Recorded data
****************

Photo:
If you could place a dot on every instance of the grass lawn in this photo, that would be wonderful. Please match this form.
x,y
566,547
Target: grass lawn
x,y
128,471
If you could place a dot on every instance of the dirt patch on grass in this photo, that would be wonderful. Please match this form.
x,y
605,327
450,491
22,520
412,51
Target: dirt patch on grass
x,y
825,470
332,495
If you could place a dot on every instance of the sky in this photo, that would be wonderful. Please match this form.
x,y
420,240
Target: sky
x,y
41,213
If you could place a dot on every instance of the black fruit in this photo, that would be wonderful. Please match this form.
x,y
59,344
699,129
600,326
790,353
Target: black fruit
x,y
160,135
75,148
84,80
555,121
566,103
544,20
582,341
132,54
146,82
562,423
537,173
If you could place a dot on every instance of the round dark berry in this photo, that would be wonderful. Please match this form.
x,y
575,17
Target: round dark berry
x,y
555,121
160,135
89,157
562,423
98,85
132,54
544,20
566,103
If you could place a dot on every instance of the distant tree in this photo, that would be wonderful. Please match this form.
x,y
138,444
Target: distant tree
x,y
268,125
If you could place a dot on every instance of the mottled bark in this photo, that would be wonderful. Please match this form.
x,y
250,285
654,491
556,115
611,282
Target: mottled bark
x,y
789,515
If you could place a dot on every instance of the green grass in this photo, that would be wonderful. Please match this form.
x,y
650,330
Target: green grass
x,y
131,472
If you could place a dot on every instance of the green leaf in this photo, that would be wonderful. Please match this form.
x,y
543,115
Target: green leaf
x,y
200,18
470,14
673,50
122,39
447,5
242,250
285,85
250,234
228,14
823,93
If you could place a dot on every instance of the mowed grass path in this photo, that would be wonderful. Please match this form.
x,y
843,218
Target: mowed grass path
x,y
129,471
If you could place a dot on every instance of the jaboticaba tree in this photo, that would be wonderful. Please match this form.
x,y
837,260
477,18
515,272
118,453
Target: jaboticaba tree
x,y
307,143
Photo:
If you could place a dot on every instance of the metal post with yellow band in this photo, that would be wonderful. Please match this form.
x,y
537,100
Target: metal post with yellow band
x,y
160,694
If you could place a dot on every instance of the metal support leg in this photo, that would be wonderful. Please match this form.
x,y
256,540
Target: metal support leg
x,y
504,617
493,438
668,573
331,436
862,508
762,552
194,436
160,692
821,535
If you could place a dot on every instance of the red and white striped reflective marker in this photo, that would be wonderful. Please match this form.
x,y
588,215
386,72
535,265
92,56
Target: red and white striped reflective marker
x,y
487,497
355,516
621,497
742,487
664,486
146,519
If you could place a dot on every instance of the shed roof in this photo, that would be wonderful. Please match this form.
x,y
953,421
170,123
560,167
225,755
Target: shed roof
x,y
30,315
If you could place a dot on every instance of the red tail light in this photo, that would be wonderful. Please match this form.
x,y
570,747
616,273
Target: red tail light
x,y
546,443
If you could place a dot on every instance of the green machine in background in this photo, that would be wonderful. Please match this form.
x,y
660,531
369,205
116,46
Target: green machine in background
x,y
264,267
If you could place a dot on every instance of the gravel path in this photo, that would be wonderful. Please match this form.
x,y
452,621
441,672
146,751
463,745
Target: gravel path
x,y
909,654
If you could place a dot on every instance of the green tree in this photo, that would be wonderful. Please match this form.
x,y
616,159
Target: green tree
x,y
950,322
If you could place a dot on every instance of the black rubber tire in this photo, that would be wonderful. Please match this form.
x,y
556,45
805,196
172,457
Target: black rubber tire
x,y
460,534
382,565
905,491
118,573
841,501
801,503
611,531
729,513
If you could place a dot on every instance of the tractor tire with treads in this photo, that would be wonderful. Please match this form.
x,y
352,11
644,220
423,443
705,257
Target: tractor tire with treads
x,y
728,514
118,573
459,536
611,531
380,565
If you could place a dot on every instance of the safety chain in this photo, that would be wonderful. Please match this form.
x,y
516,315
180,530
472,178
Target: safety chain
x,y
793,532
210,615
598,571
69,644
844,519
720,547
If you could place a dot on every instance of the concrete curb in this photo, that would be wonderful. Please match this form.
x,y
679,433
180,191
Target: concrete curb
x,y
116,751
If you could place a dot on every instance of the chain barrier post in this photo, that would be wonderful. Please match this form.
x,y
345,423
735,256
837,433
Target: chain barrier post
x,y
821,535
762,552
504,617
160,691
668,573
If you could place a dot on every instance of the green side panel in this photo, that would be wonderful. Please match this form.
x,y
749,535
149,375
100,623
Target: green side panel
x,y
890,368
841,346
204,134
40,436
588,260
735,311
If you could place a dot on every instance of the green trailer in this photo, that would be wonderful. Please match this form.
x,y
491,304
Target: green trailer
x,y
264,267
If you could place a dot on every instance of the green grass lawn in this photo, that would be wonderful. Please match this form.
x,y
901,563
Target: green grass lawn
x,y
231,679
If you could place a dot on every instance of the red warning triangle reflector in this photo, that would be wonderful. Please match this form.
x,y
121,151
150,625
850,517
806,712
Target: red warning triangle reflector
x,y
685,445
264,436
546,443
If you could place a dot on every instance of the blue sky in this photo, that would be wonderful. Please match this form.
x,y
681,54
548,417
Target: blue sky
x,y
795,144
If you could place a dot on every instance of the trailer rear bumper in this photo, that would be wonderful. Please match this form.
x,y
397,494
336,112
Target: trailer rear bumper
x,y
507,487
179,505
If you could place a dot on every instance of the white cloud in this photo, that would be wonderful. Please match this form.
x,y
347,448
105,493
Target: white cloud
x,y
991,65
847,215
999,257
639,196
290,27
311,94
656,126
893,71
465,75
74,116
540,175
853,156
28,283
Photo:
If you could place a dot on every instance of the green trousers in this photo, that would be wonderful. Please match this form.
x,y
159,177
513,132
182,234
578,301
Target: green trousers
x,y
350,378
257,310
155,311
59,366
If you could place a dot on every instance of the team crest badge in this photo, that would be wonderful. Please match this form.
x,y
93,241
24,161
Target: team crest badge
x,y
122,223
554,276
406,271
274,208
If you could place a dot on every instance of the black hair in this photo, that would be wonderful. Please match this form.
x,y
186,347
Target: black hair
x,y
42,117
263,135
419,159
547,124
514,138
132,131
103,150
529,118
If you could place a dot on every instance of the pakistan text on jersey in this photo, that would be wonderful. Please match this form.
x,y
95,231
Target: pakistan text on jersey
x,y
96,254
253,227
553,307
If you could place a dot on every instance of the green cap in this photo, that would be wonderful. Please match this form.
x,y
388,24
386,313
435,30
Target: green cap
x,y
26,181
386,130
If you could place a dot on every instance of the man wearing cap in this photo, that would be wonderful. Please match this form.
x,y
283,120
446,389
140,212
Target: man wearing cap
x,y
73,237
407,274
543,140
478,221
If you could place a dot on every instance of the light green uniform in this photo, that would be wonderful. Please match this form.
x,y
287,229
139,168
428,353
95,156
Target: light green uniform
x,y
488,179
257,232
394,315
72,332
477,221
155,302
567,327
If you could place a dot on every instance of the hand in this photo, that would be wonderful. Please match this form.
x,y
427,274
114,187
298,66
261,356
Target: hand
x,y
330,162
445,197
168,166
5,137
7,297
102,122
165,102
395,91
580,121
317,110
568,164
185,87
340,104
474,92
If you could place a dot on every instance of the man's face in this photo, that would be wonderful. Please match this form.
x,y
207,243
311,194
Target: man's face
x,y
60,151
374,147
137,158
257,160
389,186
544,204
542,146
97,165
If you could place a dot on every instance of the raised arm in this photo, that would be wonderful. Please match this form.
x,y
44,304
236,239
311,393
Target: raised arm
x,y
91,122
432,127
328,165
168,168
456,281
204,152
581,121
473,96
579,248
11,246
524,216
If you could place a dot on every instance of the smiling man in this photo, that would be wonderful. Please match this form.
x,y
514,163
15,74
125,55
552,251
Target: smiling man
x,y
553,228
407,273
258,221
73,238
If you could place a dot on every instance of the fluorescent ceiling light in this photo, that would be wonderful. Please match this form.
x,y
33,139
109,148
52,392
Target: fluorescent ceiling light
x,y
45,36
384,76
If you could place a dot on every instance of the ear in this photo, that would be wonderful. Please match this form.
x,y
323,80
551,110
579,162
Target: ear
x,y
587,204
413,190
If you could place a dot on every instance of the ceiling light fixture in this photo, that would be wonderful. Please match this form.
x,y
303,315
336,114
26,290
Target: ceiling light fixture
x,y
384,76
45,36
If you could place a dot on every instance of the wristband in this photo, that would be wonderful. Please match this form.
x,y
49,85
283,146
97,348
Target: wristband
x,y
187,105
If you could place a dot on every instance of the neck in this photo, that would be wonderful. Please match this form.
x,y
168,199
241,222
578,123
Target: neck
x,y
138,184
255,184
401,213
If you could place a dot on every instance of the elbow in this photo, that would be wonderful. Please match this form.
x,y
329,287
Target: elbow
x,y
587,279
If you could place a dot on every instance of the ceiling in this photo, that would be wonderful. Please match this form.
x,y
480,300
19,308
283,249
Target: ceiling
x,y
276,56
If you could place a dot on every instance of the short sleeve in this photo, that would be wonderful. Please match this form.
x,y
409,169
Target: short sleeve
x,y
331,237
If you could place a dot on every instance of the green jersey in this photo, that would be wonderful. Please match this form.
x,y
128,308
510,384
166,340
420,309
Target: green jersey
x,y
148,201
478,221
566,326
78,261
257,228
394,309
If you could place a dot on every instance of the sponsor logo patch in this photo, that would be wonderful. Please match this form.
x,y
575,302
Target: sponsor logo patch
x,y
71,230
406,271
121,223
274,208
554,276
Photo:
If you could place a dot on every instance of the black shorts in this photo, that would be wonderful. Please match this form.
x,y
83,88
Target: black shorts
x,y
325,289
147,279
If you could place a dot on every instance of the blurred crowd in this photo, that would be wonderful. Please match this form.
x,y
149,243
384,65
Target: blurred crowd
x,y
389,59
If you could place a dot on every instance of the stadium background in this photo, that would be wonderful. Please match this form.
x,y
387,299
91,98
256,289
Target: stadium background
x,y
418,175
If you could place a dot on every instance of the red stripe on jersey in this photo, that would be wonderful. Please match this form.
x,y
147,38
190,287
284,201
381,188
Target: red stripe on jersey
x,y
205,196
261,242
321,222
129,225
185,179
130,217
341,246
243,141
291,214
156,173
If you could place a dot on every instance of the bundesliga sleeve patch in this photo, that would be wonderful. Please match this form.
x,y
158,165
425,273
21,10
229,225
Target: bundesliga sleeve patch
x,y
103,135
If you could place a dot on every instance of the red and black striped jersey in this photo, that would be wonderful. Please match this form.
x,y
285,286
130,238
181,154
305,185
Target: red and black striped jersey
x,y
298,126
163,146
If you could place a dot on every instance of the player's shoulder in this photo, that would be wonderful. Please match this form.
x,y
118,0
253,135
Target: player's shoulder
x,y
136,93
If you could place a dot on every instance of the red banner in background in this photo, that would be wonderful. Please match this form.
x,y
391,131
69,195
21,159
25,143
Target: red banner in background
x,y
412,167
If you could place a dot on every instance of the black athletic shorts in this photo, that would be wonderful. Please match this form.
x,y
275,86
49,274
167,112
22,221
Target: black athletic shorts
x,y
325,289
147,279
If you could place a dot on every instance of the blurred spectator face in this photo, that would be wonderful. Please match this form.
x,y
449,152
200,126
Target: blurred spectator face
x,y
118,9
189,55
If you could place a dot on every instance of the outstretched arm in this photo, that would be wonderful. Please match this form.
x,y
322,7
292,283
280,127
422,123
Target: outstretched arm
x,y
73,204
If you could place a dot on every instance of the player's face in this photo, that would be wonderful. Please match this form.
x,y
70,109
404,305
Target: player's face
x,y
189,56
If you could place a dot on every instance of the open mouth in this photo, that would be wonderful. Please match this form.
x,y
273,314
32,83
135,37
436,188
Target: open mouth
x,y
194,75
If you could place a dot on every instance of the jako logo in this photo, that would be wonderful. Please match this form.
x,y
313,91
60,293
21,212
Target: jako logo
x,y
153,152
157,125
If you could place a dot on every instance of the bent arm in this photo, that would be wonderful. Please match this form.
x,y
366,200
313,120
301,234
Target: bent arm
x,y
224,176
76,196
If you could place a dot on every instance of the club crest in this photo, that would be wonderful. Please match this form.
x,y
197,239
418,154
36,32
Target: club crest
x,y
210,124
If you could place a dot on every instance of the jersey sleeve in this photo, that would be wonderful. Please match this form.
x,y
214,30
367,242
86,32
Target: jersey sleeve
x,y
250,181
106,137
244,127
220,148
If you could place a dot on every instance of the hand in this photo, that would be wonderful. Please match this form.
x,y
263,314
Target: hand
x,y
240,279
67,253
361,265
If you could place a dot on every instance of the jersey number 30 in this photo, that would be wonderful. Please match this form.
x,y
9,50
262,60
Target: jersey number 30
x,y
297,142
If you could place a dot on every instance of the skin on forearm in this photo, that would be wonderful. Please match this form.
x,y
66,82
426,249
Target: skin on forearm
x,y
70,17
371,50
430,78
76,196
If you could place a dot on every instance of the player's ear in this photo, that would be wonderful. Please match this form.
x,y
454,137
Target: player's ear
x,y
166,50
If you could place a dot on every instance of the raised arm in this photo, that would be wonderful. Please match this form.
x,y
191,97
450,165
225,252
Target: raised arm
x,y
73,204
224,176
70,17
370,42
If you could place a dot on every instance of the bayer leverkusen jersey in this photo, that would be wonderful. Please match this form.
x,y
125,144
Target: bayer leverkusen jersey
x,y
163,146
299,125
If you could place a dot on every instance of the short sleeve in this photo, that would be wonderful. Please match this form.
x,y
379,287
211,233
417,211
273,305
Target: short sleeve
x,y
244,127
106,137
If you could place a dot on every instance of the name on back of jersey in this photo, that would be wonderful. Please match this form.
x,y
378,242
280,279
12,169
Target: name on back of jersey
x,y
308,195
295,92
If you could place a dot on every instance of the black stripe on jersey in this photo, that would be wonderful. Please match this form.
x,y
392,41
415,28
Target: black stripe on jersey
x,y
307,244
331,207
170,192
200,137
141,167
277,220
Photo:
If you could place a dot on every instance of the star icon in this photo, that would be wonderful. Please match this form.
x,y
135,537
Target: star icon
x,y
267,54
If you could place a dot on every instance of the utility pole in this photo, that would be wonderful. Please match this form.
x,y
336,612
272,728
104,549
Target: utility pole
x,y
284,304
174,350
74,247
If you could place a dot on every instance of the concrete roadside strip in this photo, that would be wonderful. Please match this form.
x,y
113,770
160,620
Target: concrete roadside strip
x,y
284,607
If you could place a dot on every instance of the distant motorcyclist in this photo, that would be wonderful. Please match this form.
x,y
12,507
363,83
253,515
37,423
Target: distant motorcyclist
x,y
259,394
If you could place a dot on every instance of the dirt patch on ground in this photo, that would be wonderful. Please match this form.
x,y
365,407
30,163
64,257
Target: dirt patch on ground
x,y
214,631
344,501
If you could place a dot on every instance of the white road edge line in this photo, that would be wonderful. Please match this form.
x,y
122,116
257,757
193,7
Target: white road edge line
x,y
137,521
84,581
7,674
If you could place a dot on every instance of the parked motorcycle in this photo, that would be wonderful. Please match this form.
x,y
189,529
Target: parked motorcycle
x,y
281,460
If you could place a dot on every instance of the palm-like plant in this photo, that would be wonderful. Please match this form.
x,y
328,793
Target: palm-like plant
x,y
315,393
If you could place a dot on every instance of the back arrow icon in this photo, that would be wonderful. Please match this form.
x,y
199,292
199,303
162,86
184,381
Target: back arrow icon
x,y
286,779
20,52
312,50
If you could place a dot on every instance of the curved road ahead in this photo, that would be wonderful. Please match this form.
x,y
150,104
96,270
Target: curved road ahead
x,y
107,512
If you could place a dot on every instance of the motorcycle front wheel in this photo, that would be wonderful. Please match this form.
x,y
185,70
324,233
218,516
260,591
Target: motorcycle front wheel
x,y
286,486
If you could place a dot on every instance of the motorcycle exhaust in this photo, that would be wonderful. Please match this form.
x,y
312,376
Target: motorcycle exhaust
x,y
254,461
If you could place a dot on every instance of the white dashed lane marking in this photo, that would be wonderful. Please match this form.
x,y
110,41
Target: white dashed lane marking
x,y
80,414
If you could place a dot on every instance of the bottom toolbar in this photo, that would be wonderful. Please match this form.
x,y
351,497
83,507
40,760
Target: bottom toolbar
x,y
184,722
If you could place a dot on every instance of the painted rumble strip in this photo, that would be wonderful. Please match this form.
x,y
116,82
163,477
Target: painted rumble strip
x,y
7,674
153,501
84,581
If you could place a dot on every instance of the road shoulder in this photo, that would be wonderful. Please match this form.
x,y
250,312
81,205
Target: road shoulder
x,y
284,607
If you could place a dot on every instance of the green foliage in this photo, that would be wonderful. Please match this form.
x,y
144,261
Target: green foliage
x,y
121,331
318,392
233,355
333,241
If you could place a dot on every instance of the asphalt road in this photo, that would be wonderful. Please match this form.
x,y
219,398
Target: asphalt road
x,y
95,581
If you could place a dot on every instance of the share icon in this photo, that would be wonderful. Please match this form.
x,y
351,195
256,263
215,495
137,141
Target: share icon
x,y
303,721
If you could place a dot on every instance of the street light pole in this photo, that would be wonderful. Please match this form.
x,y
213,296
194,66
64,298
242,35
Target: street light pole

****************

[What the task asks]: Look through the data above for the word "street". Report each line where it occurs.

[Answer below]:
If you could place a dot on every instance of the street light pole in this photo, that would be wonderful. Please match this form.
Target: street light pole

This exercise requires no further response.